* Material for this task
--------------------------------------------------
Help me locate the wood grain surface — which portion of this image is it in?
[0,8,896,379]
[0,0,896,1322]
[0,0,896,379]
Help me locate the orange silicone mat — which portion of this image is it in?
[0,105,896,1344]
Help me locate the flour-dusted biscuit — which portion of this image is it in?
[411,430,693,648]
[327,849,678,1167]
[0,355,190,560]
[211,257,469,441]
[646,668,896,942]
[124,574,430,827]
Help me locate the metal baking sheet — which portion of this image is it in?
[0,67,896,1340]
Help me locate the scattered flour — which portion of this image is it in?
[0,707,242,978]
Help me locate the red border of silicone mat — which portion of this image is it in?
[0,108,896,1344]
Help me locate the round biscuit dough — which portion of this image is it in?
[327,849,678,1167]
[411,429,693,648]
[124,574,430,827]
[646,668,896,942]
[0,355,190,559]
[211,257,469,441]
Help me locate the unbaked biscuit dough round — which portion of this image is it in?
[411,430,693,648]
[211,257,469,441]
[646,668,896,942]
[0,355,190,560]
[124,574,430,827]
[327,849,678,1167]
--------------------------------------------------
* Problem to solve
Copy all of the material above line for line, with no changes.

* Complete answer
Help me locate the wood grain surface — which portion of this image is it in?
[0,8,896,379]
[0,0,896,1322]
[0,0,896,379]
Help me locate the orange silicone mat — which portion of this image is it in?
[0,105,896,1344]
Help me locate the flour-dusted biscuit — which portion of this image is it in?
[411,430,693,648]
[327,849,678,1167]
[0,355,190,560]
[211,257,469,441]
[646,668,896,942]
[124,574,430,827]
Help me locate the metal baking sheet — which portion of this image is it in?
[0,67,896,1340]
Help me locate the scattered flour — which portion of this image is it in?
[0,707,242,978]
Help me locate the red border of silicone mat — which portion of this image is it in?
[0,108,896,1344]
Help me locate the round biscuit dough — which portion of this image is it in?
[327,849,678,1167]
[411,429,693,648]
[124,574,430,827]
[646,668,896,942]
[0,355,190,559]
[211,257,469,441]
Help me locate the unbaked biscuit dough round — which portion of this image is it in?
[411,430,693,648]
[211,257,469,441]
[646,668,896,942]
[0,355,190,560]
[124,574,430,827]
[327,849,678,1167]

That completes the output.